**Job**
Gather each line below that contains the word "bounding" and copy it in full.

§ §

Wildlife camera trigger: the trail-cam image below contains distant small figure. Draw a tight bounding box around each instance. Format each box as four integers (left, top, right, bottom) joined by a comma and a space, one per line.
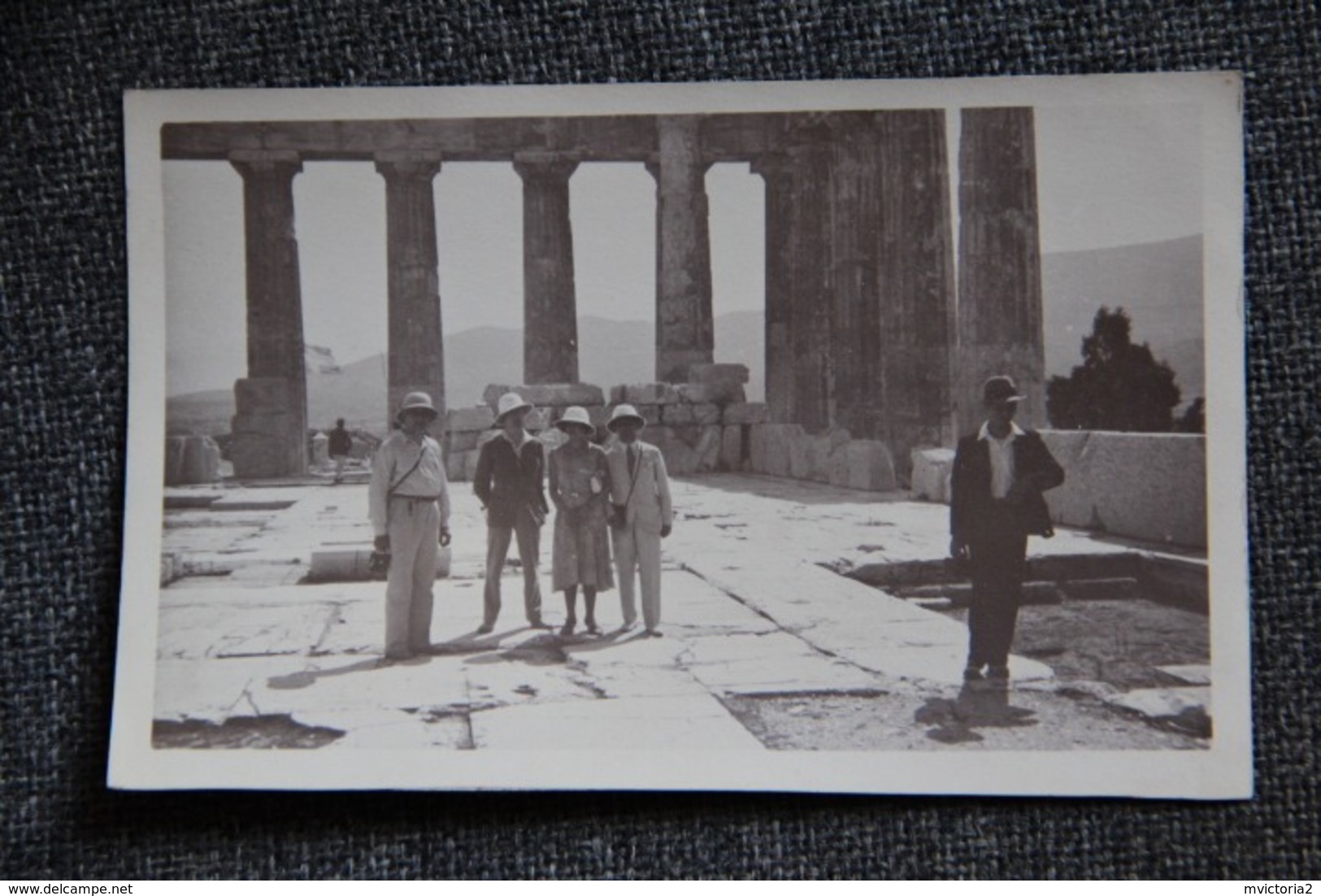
606, 404, 674, 638
329, 418, 353, 485
473, 393, 550, 634
949, 376, 1065, 682
548, 407, 615, 637
367, 393, 450, 661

§ §

**Solved problem**
Wildlife camera trigger: the trail-cam image below contains distant small figure. Draw a tight bounding box around each instance. Format each box as four integers (left, top, right, bottom) joined by a comma and a space, one per line.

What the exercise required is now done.